- Exercise
Please print exactly the lines running from the one that contains "[70, 4], one" to the end of the data, with both lines included.

··· Given data ···

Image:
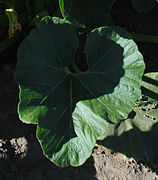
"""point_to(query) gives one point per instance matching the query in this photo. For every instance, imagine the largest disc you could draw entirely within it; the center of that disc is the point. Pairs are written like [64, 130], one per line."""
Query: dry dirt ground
[21, 157]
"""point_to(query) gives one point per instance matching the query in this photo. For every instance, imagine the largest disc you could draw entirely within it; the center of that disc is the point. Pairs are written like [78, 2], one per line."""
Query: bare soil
[21, 157]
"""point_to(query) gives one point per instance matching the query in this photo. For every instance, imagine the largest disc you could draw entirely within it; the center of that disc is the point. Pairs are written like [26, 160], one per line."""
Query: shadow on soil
[21, 157]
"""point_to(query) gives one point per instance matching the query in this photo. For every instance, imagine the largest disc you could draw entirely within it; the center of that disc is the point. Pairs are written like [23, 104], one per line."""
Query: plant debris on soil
[21, 157]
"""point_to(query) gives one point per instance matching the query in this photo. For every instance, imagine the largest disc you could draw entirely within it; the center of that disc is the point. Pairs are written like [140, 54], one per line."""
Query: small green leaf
[87, 13]
[73, 110]
[150, 86]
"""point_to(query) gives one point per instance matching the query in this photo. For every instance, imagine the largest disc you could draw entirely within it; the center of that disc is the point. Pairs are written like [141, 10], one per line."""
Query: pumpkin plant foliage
[73, 110]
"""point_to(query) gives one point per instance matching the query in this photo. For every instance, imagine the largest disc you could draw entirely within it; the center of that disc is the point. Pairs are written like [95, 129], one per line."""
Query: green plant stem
[145, 38]
[76, 68]
[28, 7]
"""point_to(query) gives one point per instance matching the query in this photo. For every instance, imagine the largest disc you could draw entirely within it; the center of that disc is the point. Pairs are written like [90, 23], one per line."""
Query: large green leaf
[87, 13]
[72, 110]
[136, 137]
[143, 6]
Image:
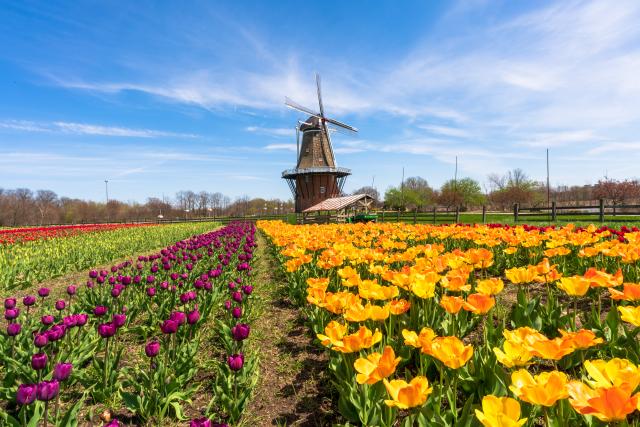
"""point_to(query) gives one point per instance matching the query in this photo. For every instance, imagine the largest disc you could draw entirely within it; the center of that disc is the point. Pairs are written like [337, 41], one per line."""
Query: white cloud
[87, 129]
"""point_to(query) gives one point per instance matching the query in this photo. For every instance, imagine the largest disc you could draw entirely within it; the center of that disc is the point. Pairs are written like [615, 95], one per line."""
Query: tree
[464, 192]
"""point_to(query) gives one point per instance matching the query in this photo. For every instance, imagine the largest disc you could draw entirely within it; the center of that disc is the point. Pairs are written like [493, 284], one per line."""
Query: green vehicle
[362, 217]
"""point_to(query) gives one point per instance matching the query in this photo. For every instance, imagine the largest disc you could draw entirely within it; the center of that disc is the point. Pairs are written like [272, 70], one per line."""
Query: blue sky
[162, 96]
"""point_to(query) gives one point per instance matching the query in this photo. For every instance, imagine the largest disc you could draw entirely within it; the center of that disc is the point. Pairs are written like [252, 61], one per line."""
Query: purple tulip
[119, 320]
[152, 348]
[13, 329]
[236, 312]
[11, 313]
[81, 319]
[236, 361]
[200, 422]
[39, 361]
[62, 371]
[26, 394]
[193, 317]
[179, 317]
[41, 340]
[240, 331]
[168, 327]
[106, 330]
[47, 390]
[100, 310]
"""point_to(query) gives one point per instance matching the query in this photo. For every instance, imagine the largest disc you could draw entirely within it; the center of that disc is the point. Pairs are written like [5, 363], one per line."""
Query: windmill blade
[292, 104]
[340, 124]
[319, 95]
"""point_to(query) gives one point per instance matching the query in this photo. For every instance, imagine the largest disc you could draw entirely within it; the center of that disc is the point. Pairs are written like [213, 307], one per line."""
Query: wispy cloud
[88, 129]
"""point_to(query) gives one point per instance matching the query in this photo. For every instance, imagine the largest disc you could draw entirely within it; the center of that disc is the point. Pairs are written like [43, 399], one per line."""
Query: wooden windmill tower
[316, 176]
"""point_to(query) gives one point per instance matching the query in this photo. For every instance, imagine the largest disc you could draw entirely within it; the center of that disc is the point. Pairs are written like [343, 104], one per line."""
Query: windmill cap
[311, 123]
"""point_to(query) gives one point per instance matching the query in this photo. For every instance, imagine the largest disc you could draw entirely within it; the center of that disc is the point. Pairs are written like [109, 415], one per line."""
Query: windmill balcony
[291, 173]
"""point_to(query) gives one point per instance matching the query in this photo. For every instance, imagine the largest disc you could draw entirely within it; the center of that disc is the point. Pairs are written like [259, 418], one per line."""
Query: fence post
[601, 213]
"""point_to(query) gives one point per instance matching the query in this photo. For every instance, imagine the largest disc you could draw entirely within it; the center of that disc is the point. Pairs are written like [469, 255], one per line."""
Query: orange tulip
[543, 389]
[574, 286]
[606, 404]
[479, 303]
[500, 412]
[492, 286]
[399, 306]
[451, 304]
[407, 395]
[450, 350]
[376, 366]
[630, 314]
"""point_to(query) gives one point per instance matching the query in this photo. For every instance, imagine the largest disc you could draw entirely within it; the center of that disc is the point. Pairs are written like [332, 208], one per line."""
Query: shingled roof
[337, 203]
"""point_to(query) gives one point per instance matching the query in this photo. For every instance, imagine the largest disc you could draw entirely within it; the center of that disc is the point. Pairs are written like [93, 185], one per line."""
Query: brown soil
[294, 386]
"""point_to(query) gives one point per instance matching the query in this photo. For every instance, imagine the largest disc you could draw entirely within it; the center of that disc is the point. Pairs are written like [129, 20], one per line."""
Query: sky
[162, 96]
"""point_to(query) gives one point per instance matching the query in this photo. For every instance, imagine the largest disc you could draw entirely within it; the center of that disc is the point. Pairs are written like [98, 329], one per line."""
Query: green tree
[464, 192]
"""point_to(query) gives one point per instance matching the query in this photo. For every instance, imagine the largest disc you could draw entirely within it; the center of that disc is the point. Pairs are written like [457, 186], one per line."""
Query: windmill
[316, 176]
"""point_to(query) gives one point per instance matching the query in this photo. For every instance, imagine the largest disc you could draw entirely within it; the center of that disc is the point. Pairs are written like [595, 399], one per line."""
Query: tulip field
[135, 343]
[31, 255]
[460, 325]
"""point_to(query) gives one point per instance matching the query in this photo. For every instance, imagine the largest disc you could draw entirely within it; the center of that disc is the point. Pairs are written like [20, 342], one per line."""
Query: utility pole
[548, 185]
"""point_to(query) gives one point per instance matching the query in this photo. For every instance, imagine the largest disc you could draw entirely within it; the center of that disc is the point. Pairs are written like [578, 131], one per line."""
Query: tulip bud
[236, 361]
[47, 390]
[62, 371]
[152, 349]
[39, 361]
[26, 394]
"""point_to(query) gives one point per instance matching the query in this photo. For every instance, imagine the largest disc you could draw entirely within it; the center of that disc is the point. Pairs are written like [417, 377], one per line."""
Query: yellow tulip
[544, 389]
[407, 395]
[450, 350]
[606, 404]
[500, 412]
[630, 314]
[376, 366]
[514, 354]
[492, 286]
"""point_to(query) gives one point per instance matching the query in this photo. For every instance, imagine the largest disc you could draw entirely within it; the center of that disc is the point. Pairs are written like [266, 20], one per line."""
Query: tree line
[502, 193]
[23, 206]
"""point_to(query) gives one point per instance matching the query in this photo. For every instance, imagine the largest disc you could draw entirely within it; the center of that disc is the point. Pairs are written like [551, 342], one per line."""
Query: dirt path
[294, 386]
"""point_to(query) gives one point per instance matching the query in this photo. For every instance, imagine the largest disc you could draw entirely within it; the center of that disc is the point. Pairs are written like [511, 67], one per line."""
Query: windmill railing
[326, 169]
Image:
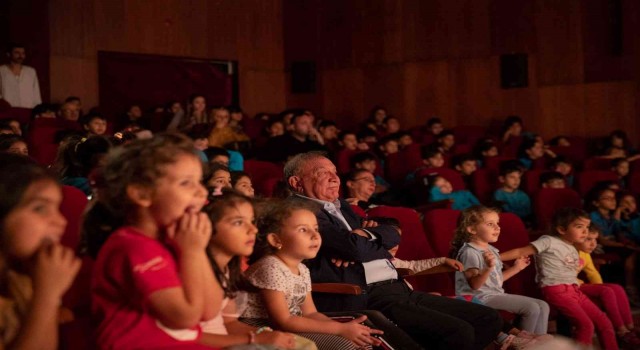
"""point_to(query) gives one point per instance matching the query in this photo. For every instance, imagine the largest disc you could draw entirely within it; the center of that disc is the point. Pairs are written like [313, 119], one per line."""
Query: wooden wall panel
[343, 100]
[248, 31]
[512, 26]
[559, 42]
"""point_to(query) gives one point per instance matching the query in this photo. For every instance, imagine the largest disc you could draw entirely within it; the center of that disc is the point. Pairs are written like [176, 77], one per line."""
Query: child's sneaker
[540, 338]
[629, 341]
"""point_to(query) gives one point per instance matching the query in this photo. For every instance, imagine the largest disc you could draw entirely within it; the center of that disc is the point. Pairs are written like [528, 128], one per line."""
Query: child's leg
[604, 327]
[607, 297]
[567, 299]
[534, 312]
[630, 270]
[623, 303]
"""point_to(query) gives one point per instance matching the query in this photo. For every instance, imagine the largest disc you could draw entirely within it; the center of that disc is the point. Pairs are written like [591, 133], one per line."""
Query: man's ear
[471, 230]
[139, 195]
[274, 240]
[295, 183]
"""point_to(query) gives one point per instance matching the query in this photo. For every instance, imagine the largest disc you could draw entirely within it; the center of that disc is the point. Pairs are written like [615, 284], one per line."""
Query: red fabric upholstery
[260, 173]
[513, 234]
[585, 180]
[548, 200]
[531, 181]
[414, 246]
[494, 162]
[468, 134]
[596, 163]
[484, 182]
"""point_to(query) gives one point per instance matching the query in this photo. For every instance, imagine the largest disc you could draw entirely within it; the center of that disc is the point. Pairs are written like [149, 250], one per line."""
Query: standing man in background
[19, 83]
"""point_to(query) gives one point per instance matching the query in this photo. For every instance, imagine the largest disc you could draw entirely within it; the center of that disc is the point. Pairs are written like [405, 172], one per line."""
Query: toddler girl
[288, 235]
[233, 237]
[152, 282]
[483, 273]
[557, 263]
[35, 269]
[610, 296]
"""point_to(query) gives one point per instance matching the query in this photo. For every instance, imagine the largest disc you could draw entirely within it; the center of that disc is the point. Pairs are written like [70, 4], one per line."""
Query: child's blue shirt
[516, 202]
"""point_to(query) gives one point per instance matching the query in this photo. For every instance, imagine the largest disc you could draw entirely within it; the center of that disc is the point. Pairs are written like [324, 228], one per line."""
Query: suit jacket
[339, 242]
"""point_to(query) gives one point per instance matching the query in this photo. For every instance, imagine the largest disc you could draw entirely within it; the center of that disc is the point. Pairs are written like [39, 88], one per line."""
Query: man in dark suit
[356, 251]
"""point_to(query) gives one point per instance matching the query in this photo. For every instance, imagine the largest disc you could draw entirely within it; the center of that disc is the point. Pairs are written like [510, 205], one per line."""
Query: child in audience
[611, 297]
[446, 141]
[466, 165]
[12, 143]
[288, 235]
[79, 158]
[241, 182]
[531, 150]
[95, 124]
[606, 214]
[35, 270]
[388, 145]
[620, 166]
[552, 179]
[564, 167]
[233, 236]
[510, 197]
[152, 282]
[219, 177]
[629, 217]
[367, 161]
[485, 148]
[391, 125]
[441, 189]
[432, 157]
[557, 263]
[217, 155]
[435, 126]
[348, 141]
[360, 186]
[484, 273]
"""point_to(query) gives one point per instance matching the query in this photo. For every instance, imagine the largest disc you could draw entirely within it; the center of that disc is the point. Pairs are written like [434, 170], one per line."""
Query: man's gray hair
[294, 166]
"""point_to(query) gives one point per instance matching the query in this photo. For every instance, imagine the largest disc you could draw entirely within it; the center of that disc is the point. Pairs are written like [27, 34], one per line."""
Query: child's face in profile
[437, 161]
[589, 244]
[607, 200]
[350, 142]
[444, 185]
[491, 152]
[390, 147]
[467, 167]
[563, 168]
[554, 183]
[511, 181]
[537, 151]
[34, 222]
[201, 144]
[622, 169]
[628, 204]
[369, 165]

···

- Task response
"""point_to(query) gives one point per instance matching the query in this photo. For every instance, imagine the largest disc you could draw entirely within it; the center of that disc is the point. Pairs are written like [70, 4], one per line."""
Query: child's blue shirt
[516, 202]
"""point_to(query) gives one point per instance matching the query in this photo. For every instance, imagine the largest disc you could draw entirely within it; the center of that disc is the point. Pairs are written like [324, 228], one per line."""
Query: suit jacket
[339, 242]
"""point_to(query) gives one point per instance matching the query in this photo. For every instance, imagine the largest disc you could draw entirely within it; the center of that disc is the point. Pairs are written like [39, 88], one per line."""
Query: man in dark suit
[356, 251]
"""point_to(query) gives one point per instance matching the query in this photo. For every instance, imagine the largest disc you could draw entirely within it; the center of that disc is the point. Pairs are written like [510, 205], one per line."""
Query: child in audience
[611, 297]
[446, 141]
[466, 165]
[12, 143]
[288, 235]
[79, 158]
[241, 182]
[531, 150]
[95, 124]
[606, 214]
[35, 270]
[388, 145]
[620, 166]
[552, 179]
[564, 167]
[233, 236]
[510, 197]
[152, 282]
[219, 177]
[629, 217]
[367, 161]
[485, 148]
[391, 125]
[441, 189]
[432, 157]
[557, 263]
[217, 155]
[435, 126]
[348, 141]
[360, 186]
[484, 273]
"""point_to(query) gives one point per instance matching the query in this photo. For every instance, imagine the largest disc you could draw entirely within it; the center of that disc is the point. Pairs are written like [434, 170], one per line."""
Query: man's gray hair
[294, 166]
"""point_to(query) gives one point per instance matching the query in this photo. For every instance, imagine the largest disc you could draw entirely within it; the center of that disc is the point. Pairs are written like [27, 34], one per line."""
Query: child's face in profile
[437, 161]
[589, 244]
[607, 200]
[350, 142]
[444, 185]
[491, 152]
[390, 147]
[467, 167]
[563, 168]
[554, 183]
[511, 181]
[537, 151]
[34, 222]
[201, 144]
[622, 169]
[628, 204]
[369, 165]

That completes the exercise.